Taiwanese welding I have seen was much nicer then mainland Chinese. I do not think there is something terribly wrong with Russian tubing, but I have only seen it in simple plain gauge, not shaped or butted. I have heard that Japanese ti tubing is well regarded, is that so?


----------



## mtnbikecrazy55 (Jul 26, 2007)




----------



## Axe (Jan 12, 2004)

mtnbikecrazy55 said:


>


I am confused by the orientation of the dropouts in relation to the offset of the crown. Where is the front?


----------



## mtnbikecrazy55 (Jul 26, 2007)

The front is facing up. I'm pretty sure the dropouts are that way to prevent the wheel from coming out as easily in case of a skewer loosening up..?


----------



## Axe (Jan 12, 2004)

mtnbikecrazy55 said:


> The front is facing up. I'm pretty sure the dropouts are that way to prevent the wheel from coming out as easily in case of a skewer loosening up..?


On all forks I have ever seen they are slanted forward for that purpose - so as not to come out when breaking. This ones seem to be facing backwards? Or am I missing something? Magura, for example, goes to some details to explain that about their dropouts facing forward at 45 deg, though there the disk brake torque is the main consideration.



Magura said:


> SDO - Safety Dropouts
> 45° opening of the dropouts for perfect hub engagement (less quick release load as the brake torque onto the hub is transferred directly into the dropout).
> Standard with all forks except Wotan and Thor.


----------



## raxel (Mar 21, 2008)

I do have a token/trigon carbon fork but I recently got a titanium frame so I think ti one may be better option... Does anyone have the ACTUAL weight of this fork with steerer cut to ~18cm?


----------



## cbchess (Dec 20, 2003)

Axe said:


> I am confused by the orientation of the dropouts in relation to the offset of the crown. Where is the front?


old thread bump!
I think the front is facing down in this picture . I think so beacuse of the crown and dropouts would lead me to that assumption.

now i can see the disc brake tabs hinding underneath. seems like the drop outs are facing the wrong way


----------



## Yogii (Jun 5, 2008)

My understanding is that ti fork legs are kind of flexxy(not in a good way). If you use thick enough tubing it defeats the weight savings. Forks are the one place that well engineered carbon makes sense, IMHO.


----------



## mummer43 (Jan 28, 2004)

Lelandjt said:


> What about those Token carbon forks that are so popular?


I have looked for the Token forks online, but couldn't find anything. Where can I find one and how much do they cost?

Image point annotation entries:

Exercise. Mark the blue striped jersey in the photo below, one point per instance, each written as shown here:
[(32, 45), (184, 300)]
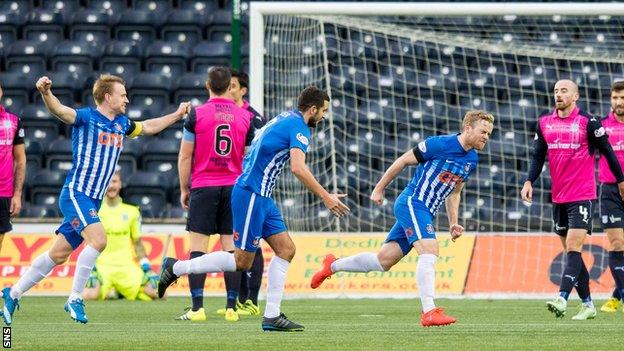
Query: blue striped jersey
[(270, 150), (443, 165), (96, 144)]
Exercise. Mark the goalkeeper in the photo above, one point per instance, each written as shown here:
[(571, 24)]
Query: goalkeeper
[(116, 272)]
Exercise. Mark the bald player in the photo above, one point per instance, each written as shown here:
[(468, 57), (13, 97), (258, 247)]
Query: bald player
[(569, 138)]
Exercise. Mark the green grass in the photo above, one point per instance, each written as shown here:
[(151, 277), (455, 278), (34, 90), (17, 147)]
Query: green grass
[(341, 324)]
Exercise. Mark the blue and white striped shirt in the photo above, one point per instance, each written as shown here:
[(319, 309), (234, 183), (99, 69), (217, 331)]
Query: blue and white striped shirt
[(443, 165), (270, 150), (96, 145)]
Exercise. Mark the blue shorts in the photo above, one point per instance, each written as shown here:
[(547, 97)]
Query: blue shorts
[(78, 211), (414, 222), (254, 217)]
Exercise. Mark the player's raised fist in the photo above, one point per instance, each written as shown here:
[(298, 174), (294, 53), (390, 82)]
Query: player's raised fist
[(44, 84), (377, 197)]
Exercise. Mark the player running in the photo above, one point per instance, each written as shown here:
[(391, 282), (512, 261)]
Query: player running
[(444, 164), (255, 214), (97, 140)]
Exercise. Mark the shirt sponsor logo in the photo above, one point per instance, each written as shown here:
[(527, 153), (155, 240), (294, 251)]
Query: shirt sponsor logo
[(302, 139), (422, 146)]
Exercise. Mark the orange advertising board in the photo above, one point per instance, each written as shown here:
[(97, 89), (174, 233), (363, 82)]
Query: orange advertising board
[(452, 267), (532, 264)]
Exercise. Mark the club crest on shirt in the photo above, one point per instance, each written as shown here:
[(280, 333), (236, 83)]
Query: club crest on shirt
[(75, 223), (409, 232), (429, 228), (422, 146), (302, 139)]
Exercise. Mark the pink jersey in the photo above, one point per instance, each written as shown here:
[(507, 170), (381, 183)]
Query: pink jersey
[(11, 133), (222, 130), (615, 131), (570, 144)]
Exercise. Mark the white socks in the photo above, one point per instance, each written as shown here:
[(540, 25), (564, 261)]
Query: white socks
[(275, 288), (362, 262), (84, 266), (39, 268), (218, 261), (425, 277)]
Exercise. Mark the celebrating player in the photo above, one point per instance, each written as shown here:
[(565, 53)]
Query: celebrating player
[(212, 149), (97, 140), (611, 205), (255, 214), (445, 163), (569, 137), (12, 168), (116, 269)]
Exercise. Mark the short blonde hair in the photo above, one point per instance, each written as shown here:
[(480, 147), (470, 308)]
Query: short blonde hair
[(476, 115), (104, 85)]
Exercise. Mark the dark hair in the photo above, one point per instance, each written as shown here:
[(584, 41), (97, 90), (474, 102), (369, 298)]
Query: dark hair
[(618, 86), (243, 78), (219, 79), (312, 96)]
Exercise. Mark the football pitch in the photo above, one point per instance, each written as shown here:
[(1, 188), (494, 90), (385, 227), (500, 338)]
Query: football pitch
[(336, 324)]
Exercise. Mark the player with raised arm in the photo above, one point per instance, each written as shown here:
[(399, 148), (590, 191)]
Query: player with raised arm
[(255, 214), (211, 158), (444, 164), (569, 138), (611, 204), (116, 271), (97, 140), (12, 168)]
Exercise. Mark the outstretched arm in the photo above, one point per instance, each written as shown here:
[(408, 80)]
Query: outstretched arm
[(66, 114), (408, 158), (156, 125), (302, 172)]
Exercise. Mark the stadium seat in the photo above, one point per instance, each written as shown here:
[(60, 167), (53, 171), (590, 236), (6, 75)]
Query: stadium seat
[(16, 88), (39, 211), (203, 7), (167, 58), (161, 155), (219, 29), (207, 54), (37, 116), (151, 90), (75, 57), (145, 189), (111, 7), (91, 26), (27, 57), (44, 26), (59, 155), (138, 26), (34, 154), (191, 87), (156, 6), (65, 7), (184, 26), (122, 58), (46, 187)]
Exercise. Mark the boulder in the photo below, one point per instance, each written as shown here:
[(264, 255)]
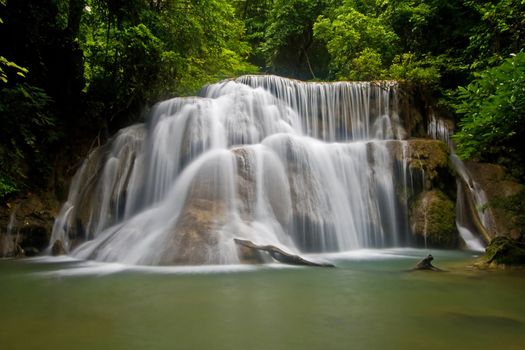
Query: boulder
[(58, 248), (433, 220)]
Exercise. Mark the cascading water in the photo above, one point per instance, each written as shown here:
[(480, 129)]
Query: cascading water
[(467, 189), (303, 166)]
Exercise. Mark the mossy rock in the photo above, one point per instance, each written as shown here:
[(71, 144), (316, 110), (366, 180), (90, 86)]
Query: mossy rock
[(432, 158), (506, 251), (433, 219)]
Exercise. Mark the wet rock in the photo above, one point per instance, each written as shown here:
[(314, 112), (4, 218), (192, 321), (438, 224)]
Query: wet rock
[(280, 255), (29, 221), (426, 264), (58, 248), (433, 220), (506, 251), (499, 188)]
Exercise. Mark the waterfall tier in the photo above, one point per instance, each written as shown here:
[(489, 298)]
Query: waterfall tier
[(310, 167)]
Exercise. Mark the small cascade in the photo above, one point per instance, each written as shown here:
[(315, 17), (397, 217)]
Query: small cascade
[(307, 167), (470, 217), (10, 239)]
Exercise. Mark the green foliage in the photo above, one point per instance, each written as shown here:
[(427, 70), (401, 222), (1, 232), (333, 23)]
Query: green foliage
[(493, 113), (28, 132), (499, 31), (353, 39), (288, 47), (407, 67)]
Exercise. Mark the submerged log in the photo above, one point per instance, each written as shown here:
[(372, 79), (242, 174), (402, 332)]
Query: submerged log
[(280, 255), (426, 264)]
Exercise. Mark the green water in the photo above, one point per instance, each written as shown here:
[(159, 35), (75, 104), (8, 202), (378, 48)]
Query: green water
[(364, 303)]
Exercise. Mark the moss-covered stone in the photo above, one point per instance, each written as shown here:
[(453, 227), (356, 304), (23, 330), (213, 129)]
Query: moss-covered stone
[(505, 250), (432, 158), (433, 220)]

## Request 1
List every username that appears as a post heading in the forum thread about titanium forks, naming each one only once.
## Request 2
In the forum thread about titanium forks, which forks does the quoted Magura passage exclude from having Safety Dropouts as standard?

## Final answer 1
mtnbikecrazy55, Axe, raxel, cbchess, Yogii, mummer43

## Final answer 2
Wotan and Thor